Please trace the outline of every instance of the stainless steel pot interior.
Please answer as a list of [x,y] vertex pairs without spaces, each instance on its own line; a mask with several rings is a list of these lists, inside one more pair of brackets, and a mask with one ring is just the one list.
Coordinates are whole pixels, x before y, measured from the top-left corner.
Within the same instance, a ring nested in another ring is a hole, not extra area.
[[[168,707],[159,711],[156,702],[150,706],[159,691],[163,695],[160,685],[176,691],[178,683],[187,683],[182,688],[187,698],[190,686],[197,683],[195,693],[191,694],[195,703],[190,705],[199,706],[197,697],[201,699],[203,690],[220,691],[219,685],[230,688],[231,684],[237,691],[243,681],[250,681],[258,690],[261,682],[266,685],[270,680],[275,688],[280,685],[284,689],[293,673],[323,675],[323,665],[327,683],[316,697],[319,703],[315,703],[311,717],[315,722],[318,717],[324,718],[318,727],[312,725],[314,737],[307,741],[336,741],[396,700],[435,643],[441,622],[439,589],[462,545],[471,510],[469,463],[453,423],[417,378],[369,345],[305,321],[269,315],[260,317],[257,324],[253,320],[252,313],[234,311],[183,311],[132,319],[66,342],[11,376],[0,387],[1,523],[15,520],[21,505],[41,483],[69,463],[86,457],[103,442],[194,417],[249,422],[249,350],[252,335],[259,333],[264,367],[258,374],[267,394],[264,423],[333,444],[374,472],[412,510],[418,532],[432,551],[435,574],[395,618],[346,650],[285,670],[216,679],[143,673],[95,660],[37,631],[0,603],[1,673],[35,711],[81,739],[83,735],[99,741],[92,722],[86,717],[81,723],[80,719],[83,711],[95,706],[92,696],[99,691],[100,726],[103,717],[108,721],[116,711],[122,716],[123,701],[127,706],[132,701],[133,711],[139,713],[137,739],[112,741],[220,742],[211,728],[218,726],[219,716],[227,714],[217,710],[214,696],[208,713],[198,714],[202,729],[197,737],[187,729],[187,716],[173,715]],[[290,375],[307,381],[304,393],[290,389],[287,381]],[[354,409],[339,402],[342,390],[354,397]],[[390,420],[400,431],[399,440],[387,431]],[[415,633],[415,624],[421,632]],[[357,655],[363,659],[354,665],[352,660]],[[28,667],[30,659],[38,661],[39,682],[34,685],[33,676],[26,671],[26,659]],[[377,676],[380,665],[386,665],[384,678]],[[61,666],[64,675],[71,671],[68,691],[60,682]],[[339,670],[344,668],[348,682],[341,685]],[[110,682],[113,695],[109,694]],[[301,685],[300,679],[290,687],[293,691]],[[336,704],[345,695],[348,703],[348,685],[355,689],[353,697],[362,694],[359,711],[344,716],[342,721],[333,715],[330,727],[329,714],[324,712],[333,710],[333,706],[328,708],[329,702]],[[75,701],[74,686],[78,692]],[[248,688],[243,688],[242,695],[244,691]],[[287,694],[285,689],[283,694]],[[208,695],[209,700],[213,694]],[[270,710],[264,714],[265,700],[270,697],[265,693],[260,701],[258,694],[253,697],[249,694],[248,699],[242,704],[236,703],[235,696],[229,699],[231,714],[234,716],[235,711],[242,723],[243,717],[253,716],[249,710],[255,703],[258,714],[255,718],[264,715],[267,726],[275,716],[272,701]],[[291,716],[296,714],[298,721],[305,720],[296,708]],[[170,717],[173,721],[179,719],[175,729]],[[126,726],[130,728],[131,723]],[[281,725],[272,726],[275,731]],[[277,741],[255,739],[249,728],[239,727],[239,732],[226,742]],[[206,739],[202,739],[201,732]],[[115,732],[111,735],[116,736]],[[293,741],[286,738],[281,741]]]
▬▬▬▬▬▬
Copy out the lines above word for word, every character unchanged.

Please trace the outline of every instance of the stainless steel pot interior.
Please answer as a list of [x,y] vertex pairs without spaces, each instance on its own line; a mask with several rings is a list of these lists, inside one more pair of brackets, and a mask with one ring is just the one list.
Coordinates are whole pixels, x before y, measured from the top-left corner.
Within the same instance, a ring nested in another ring is a hole, not extra area.
[[[168,707],[159,711],[156,702],[150,706],[159,691],[163,695],[160,685],[176,691],[178,683],[187,683],[182,688],[187,698],[190,686],[197,683],[195,693],[191,694],[195,703],[190,705],[199,706],[197,697],[201,699],[203,690],[220,691],[219,685],[230,688],[231,684],[237,691],[243,681],[250,681],[258,690],[261,682],[266,685],[270,680],[275,688],[280,685],[284,689],[293,673],[323,675],[323,665],[327,683],[316,697],[319,703],[315,703],[311,717],[315,722],[318,717],[324,718],[318,727],[312,725],[314,737],[307,741],[336,741],[396,700],[435,643],[441,622],[439,589],[462,545],[471,510],[469,463],[453,423],[417,378],[369,345],[305,321],[269,315],[260,317],[257,324],[253,320],[252,313],[234,311],[183,311],[132,319],[66,342],[11,376],[0,387],[1,523],[15,520],[21,505],[41,483],[69,463],[86,457],[103,442],[194,417],[249,422],[249,350],[252,335],[259,333],[264,367],[258,374],[267,394],[264,423],[333,444],[374,472],[412,510],[418,532],[432,551],[435,574],[395,618],[346,650],[285,670],[216,679],[143,673],[95,660],[37,631],[0,603],[1,673],[35,711],[81,739],[83,735],[99,741],[92,722],[86,717],[81,723],[80,719],[83,711],[95,706],[92,696],[99,691],[100,726],[103,717],[108,721],[116,711],[122,716],[123,701],[127,706],[132,701],[133,711],[139,713],[137,739],[112,741],[220,742],[211,728],[218,726],[219,716],[227,714],[217,710],[214,696],[208,713],[198,714],[202,729],[197,737],[187,729],[187,716],[173,715]],[[290,375],[307,381],[304,393],[290,389],[287,381]],[[354,409],[339,402],[342,390],[354,397]],[[390,420],[400,431],[399,440],[387,431]],[[415,633],[415,624],[421,632]],[[357,655],[363,659],[354,665],[352,660]],[[28,667],[30,659],[38,661],[39,682],[34,685],[33,676],[26,671],[26,659]],[[377,676],[380,665],[386,665],[384,678]],[[61,666],[64,675],[71,671],[68,691],[60,682]],[[339,670],[344,668],[348,682],[341,685]],[[110,682],[113,695],[109,694]],[[301,685],[300,679],[290,687],[293,691]],[[336,704],[345,695],[348,703],[348,685],[355,689],[353,697],[362,694],[359,711],[344,716],[342,721],[333,715],[330,727],[329,714],[324,712],[333,710],[333,706],[328,708],[329,702]],[[75,701],[74,686],[78,692]],[[248,688],[243,688],[242,695],[244,691]],[[287,694],[285,689],[283,694]],[[208,695],[209,700],[213,694]],[[270,710],[264,714],[265,700],[270,697],[265,693],[260,701],[258,694],[253,697],[249,694],[248,699],[242,704],[236,703],[235,696],[229,699],[231,714],[234,716],[235,711],[242,723],[243,717],[253,716],[249,710],[255,703],[258,714],[255,718],[264,715],[267,726],[275,716],[272,701]],[[291,716],[296,714],[298,721],[305,720],[296,708]],[[170,717],[173,721],[179,719],[175,729]],[[126,726],[130,728],[131,723]],[[281,725],[272,726],[275,731]],[[277,741],[255,739],[249,728],[239,727],[239,732],[226,742]],[[206,739],[202,739],[201,732]],[[115,732],[111,735],[116,736]],[[293,741],[286,738],[281,741]]]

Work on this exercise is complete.